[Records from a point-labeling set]

— begin —

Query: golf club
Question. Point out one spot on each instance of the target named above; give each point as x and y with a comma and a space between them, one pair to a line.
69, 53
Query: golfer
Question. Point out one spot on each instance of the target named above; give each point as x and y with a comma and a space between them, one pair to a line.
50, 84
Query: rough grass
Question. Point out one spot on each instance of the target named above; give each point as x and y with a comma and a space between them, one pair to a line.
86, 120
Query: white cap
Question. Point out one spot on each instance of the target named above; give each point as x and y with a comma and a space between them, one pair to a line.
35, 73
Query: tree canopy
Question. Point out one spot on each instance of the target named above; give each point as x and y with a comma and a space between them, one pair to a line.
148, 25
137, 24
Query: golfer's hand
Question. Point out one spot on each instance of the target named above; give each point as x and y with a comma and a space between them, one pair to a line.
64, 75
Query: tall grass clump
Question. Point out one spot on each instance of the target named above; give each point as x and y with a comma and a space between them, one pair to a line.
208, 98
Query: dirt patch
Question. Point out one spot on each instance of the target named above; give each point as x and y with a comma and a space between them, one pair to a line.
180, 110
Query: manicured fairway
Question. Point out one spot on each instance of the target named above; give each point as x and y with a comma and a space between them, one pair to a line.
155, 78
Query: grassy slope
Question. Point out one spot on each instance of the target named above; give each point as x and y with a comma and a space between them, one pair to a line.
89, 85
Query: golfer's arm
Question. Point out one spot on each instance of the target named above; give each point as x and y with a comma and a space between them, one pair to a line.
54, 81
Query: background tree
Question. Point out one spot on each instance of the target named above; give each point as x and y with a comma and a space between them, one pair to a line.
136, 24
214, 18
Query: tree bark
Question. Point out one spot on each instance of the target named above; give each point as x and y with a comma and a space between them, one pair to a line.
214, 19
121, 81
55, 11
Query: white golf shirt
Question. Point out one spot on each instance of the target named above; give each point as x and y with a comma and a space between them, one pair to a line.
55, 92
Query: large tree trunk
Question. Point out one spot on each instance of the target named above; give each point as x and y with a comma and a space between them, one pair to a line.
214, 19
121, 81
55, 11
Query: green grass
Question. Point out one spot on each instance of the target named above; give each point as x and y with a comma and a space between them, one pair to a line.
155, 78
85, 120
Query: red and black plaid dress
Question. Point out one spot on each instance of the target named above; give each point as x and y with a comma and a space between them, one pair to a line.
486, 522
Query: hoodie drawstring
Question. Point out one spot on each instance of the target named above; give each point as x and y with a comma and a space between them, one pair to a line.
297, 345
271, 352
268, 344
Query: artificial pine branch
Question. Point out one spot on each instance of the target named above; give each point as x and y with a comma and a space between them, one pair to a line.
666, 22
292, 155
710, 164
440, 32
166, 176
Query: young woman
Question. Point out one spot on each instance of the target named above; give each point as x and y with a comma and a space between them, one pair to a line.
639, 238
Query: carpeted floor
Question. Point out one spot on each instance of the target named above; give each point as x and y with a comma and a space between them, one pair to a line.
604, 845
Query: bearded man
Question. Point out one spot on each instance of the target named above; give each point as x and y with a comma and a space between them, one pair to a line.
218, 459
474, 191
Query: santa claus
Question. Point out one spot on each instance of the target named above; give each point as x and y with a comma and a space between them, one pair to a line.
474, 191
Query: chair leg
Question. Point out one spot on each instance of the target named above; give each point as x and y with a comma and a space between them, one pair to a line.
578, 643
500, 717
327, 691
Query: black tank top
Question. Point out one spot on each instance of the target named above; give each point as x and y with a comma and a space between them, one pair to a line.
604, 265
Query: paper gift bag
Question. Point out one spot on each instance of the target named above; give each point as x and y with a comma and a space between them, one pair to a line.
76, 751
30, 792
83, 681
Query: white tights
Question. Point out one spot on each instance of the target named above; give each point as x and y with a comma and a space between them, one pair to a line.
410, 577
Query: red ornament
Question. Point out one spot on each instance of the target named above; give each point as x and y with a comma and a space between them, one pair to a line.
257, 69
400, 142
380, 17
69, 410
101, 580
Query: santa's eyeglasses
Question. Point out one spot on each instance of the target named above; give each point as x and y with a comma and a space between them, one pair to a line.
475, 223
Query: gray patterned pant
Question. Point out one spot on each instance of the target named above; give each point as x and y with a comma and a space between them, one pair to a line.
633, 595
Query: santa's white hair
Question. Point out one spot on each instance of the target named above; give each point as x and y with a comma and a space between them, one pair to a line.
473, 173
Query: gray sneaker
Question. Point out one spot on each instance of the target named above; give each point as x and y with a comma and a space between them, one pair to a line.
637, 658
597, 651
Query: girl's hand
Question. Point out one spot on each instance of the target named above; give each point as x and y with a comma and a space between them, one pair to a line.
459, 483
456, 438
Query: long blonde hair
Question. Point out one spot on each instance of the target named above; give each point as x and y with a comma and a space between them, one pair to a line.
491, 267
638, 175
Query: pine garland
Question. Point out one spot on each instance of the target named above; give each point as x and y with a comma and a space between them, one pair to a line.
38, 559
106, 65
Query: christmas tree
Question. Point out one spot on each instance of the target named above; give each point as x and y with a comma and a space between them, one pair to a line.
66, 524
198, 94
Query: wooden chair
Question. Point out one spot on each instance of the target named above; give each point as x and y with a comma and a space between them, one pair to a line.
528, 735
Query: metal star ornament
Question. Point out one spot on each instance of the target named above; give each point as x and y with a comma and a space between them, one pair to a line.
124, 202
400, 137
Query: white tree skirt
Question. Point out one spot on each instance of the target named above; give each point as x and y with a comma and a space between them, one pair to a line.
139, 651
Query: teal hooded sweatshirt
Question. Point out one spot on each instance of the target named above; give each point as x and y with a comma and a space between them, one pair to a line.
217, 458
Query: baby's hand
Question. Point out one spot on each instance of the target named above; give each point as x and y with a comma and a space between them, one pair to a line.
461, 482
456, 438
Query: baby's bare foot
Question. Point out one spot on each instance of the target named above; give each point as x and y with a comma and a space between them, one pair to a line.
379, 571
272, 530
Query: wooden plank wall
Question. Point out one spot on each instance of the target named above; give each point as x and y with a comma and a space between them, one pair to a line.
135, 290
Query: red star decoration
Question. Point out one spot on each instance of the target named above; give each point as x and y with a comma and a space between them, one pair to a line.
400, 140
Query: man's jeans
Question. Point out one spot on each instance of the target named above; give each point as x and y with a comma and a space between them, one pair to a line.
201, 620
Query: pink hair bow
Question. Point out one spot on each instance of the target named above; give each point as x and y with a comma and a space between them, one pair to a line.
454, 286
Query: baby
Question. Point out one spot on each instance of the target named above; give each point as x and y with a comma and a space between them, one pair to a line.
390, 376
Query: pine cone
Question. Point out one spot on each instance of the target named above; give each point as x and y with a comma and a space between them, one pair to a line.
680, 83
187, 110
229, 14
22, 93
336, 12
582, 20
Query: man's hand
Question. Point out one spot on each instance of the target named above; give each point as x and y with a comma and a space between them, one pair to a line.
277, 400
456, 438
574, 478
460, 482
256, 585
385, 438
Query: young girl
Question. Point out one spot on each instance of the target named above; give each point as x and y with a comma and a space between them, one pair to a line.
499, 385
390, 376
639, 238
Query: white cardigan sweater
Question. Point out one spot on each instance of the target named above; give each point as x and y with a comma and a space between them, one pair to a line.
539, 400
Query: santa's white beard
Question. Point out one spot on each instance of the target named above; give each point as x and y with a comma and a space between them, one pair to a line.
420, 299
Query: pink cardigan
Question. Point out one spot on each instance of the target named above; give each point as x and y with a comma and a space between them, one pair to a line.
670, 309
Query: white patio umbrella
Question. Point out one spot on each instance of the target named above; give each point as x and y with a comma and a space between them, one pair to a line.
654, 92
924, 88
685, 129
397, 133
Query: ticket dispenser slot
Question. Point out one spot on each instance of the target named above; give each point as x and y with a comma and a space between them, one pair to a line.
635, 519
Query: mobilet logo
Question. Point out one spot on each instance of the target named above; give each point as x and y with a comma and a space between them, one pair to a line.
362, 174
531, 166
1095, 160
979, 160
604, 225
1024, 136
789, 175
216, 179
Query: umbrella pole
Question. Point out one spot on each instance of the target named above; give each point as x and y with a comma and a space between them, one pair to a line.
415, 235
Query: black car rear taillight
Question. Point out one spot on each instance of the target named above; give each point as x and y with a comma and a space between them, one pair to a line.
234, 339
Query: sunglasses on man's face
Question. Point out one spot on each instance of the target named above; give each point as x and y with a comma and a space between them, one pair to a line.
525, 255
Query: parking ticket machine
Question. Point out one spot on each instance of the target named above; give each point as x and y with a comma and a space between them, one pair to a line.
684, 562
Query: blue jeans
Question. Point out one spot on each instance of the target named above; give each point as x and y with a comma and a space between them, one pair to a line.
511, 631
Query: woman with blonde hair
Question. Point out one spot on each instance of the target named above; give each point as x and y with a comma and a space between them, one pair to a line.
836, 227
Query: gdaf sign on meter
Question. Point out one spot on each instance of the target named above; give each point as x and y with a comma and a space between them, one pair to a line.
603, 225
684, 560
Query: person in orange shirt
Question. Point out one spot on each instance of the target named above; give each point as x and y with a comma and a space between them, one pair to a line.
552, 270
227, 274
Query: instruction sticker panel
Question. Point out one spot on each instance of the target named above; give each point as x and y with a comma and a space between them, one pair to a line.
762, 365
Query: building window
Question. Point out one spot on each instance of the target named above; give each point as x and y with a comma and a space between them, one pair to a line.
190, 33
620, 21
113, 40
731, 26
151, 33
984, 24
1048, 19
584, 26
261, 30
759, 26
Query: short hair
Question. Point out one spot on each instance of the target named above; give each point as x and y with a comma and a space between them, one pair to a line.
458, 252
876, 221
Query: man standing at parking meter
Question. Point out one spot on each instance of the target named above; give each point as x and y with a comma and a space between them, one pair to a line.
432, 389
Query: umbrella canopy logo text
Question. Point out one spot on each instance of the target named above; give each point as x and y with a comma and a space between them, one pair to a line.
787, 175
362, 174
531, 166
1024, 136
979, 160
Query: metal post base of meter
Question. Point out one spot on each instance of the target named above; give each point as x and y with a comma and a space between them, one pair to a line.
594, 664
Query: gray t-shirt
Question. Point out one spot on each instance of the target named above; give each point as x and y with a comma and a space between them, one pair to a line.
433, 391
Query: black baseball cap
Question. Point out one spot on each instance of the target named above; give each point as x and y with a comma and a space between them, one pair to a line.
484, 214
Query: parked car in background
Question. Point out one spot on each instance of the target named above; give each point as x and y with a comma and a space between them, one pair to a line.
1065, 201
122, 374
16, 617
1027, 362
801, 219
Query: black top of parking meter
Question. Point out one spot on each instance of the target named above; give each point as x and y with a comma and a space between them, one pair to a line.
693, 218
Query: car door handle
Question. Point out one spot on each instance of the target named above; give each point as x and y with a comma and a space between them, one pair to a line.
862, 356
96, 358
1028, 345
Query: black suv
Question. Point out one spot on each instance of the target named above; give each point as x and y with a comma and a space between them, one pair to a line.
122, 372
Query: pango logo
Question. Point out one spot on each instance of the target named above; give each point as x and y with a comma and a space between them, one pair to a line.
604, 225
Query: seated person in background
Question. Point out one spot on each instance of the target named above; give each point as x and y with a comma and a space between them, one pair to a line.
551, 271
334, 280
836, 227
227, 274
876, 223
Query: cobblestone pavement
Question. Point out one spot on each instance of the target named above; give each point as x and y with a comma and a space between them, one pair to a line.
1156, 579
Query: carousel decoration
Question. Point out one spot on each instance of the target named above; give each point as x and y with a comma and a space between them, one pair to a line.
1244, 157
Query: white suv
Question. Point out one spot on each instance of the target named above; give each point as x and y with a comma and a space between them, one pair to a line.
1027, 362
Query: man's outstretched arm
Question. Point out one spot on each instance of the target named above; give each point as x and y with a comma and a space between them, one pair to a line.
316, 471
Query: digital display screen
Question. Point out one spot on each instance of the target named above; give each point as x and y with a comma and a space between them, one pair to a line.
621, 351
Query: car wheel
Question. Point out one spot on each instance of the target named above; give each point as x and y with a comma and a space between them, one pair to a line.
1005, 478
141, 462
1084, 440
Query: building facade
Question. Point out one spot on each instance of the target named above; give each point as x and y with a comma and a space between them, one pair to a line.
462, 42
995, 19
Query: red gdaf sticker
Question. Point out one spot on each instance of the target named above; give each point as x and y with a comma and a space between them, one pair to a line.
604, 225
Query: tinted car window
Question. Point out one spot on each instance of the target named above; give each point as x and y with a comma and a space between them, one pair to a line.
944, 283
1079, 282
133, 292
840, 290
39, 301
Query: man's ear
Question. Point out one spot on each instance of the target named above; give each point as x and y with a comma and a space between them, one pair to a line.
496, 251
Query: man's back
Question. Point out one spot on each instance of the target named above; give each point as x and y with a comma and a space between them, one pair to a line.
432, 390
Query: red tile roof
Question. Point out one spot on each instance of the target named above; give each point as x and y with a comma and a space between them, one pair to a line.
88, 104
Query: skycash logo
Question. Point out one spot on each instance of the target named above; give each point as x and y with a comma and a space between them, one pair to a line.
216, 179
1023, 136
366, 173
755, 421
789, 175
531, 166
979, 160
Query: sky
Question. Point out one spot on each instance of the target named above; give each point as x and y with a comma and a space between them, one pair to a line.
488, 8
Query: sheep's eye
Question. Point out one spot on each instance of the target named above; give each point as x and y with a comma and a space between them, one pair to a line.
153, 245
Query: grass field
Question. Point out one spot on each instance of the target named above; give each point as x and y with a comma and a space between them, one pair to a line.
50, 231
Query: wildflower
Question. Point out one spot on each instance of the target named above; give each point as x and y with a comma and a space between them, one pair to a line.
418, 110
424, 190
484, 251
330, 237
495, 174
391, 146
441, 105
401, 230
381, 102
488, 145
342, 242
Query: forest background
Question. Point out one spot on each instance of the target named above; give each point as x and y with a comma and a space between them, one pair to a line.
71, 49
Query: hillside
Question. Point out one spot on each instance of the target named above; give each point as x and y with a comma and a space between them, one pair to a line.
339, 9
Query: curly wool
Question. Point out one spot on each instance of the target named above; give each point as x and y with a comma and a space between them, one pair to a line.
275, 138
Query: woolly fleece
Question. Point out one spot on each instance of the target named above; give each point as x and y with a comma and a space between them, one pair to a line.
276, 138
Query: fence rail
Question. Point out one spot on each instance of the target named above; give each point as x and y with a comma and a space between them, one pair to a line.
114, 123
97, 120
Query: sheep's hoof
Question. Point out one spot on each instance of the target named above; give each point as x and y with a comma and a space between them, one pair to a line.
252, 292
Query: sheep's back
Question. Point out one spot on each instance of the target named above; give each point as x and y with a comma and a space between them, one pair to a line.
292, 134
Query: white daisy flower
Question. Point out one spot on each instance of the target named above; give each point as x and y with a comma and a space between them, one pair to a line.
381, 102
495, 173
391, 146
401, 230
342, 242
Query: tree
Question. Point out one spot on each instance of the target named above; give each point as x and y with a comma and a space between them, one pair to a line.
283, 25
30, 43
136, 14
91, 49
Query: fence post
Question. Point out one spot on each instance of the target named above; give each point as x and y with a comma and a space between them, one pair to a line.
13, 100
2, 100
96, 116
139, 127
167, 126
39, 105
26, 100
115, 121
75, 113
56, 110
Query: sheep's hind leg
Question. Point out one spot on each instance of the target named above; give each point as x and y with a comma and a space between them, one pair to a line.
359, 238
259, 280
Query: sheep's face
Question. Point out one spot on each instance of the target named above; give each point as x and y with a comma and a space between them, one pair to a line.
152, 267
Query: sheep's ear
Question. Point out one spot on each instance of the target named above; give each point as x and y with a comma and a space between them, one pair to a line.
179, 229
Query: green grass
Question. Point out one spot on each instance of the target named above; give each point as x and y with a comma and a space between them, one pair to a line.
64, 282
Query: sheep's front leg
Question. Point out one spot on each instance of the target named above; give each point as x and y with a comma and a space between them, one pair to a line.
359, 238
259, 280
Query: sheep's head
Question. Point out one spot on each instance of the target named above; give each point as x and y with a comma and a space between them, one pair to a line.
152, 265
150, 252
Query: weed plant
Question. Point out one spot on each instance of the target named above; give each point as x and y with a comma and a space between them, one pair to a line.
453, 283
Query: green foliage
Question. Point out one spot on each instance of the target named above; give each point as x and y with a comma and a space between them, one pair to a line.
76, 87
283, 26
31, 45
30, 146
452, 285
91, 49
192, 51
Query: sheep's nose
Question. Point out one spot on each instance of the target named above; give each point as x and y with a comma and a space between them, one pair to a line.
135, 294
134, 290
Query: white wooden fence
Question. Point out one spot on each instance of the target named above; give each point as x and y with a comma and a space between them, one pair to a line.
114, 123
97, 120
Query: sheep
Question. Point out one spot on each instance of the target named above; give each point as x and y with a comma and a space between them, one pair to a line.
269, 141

— end —

WHAT THIS TASK INVOLVES: Rewrite the records from the line with "Query: sheep's front leg" through the end of the records, substituting "Mark" for every "Point out" and changing nothing else.

WRITTEN SOLUTION:
Query: sheep's front leg
Question. Mark one spot on each instance of the target named above; give each point as x and y with a comma and a space between them, one pair to a line.
359, 238
259, 280
Query: sheep's head
Question. Mark one spot on each instance of the target named above; give each point as x and y with a comma and a space between them, one pair to a line.
152, 265
150, 252
Query: weed plant
Question. Mark one spot on each instance of the target named above; give each point as x and y with a comma and a space between them, one pair to a line.
453, 283
Query: green foliage
Question. Mark one spot on each instance of the target named above; give each point as x and y with a comma and a space between them, one pair to a line.
76, 87
283, 26
31, 45
30, 146
452, 285
91, 49
192, 51
Query: sheep's nose
Question. Mark one spot on each instance of the target named above; give each point as x and y with a comma and a space between them, one pair to a line.
135, 294
134, 290
Query: white wooden fence
Question. Mark one spot on each instance of the target named above; give each point as x and y with a comma and a space between them, one pair to a line.
114, 123
97, 120
Query: sheep
Question. Mark one spot on each instance of the target named above; give each point as x and y with a comma and a space between them, one pair to a line.
269, 141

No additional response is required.